*EXCERPT TO READ:*

JUSTIN MARTYR (A.D. 150):- “They are destitute of just reason who do not understand that which is clear from all the Scriptures, that two comings of Christ are announced.”

 

 

IRENAEUS (A.D. 180):- “The Lord shall come from Heaven in the clouds, with the glory of His Father, casting antichrist and them that obey him into the lake of fire, but bringing to the just - [or the righteous (Matt. 5: 20; cf. 7: 21, 23, R.V.)] - the times of the Kingdom.”

 

 

G. H. LANG:- “When Israel is pictured as renewed in heart, sin being no more found in them, God’s blessing being granted for ever, the people to be no more rooted up from their land, the presence of Jehovah in visible glory at Zion, Jerusalem, the city of the Great King and the centre of rule and worship for all nations - then the era is Millennial.”

 

 

BAXTER:- “Christ will give the crown to none but the worthy. And are we fit for the crown, before we have overcome? Or for the prize, before we have won the race? Or to be rulers of ten cities, before we have achieved our ten talents? Or to enter into the joy of our Lord, before we have well done, as good and faithful servants? God will not alter the course of justice to give you rest before you have laboured nor the crown of glory till you have overcome.”

 

 

*       *       *

 

 

9

 

The Appearing in Glory

of our Lord

 

 

By H. G. HARVEY

 

 

It is clear from scripture that the coming again of the Lord Jesus Christ in power and great glory will be the triumphant manifestation of all that He has accomplished in the plan and purpose of God. It is also evident that this revelation of His glory is the bright and blessed hope of His redeemed people set forth in the scripture.

 

 

Since the time of His ascension (Acts 1: 9), when a cloud received Him away from the disciples’ sight as He was taken up into heaven, the Lord Jesus has been hidden from our physical sight and is now seated at the right hand of God, from henceforth expecting until His enemies be made a footstool for His feet” (Mark 16: 19; Heb. 1: 3; 10: 12, 13). Peter also confirms this in Acts 3: 21, when he states,- whom the heaven must receive until the times of restitution (or restoration) of all things, which God hath spoken”.

 

 

Nevertheless, for all who have been brought into living relationship with Himself, He is the One unto whom we should be looking with the eye of faith while He remains “at the right hand of the Majesty on high”, even as the Hebrew believers were exhorted in chapter 12: 2, where we have the words, Looking off unto Jesus the author and perfecter of the faith; who for the joy that was set before Him endured the cross, despising the shame, and is set down at the right hand of the throne of God”. “Being confident ... that He which hath begun a good work in you will perfect it until the day of Jesus Christ.” (Phil. 1: 6).

 

 

Paul, the apostle, writing to the Colossian believers in chapter 3, speaks of their life as being hid with Christ in God”, and for this reason goes on to say that they should seek those things which are above where Christ sitteth at the right hand of God, but also adds that a time is coming when Christ who is our life will be manifested, and then those who are now hid in Him shall also be manifested with Him in glory. He emphasizes in Titus, chapter 2: 13, that the appearing in glory of our great God, even our Saviour Jesus Christ is the blessed hope, for which we are looking. In like manner, he also writes to the Corinthian believers: “In everything ye are enriched by Him, in all utterance and in all knowledge”, as they wait for the revelation of their Lord, when they would be pronounced “blameless” (or uncharged, because in Him) in the day of our Lord Jesus Christ (see 1 Cor. 1: 5, 7, 9).

*PROVIDED MATERIAL:*
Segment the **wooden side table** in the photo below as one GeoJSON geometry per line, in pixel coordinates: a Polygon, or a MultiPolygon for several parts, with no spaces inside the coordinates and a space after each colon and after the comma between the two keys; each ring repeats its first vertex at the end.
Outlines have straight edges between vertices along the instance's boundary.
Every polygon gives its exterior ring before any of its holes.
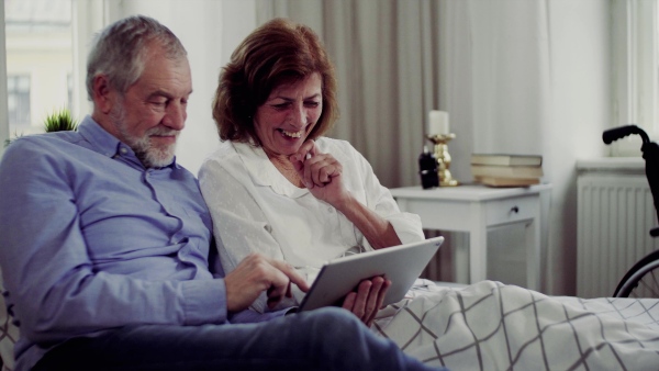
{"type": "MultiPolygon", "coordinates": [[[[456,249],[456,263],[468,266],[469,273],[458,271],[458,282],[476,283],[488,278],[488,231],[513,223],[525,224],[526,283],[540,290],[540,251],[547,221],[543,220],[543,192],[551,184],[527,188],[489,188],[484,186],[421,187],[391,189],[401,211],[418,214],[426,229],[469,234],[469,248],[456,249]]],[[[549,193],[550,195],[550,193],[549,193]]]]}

*EXERCISE REQUIREMENTS:*
[1] In the excerpt on the Lord's appearing, which writers are quoted before the article title "The Appearing in Glory of our Lord"? List them all.
[2] Can you restate the paragraph beginning "Paul, the apostle, writing to the Colossian believers" in the excerpt on the Lord's appearing as a short list that keeps its main facts?
[3] Answer these from the excerpt on the Lord's appearing:
(a) What date is given for Irenaeus?
(b) Which verse is cited for the Lord's ascension?
(c) Who is named as the author of "The Appearing in Glory of our Lord"?
The data that appears with this excerpt on the Lord's appearing was taken from a separate source.

*ANSWERS PROVIDED:*
[1]
- Justin Martyr (A.D. 150)
- Irenaeus (A.D. 180)
- G. H. Lang
- Baxter

[2]
- Colossians 3: Paul says the believers' life is hid with Christ in God. So they should seek the things above, where Christ sits at God's right hand. When Christ, their life, is manifested, they will be manifested with Him in glory.
- Titus 2:13: Paul calls the appearing in glory of our great God and Saviour Jesus Christ the blessed hope believers look for.
- 1 Corinthians 1:5, 7, 9: Paul tells the Corinthians they are enriched in all utterance and knowledge as they wait for the Lord's revelation. In the day of our Lord Jesus Christ they will be pronounced "blameless."

[3]
(a) A.D. 180
(b) Acts 1: 9
(c) H. G. Harvey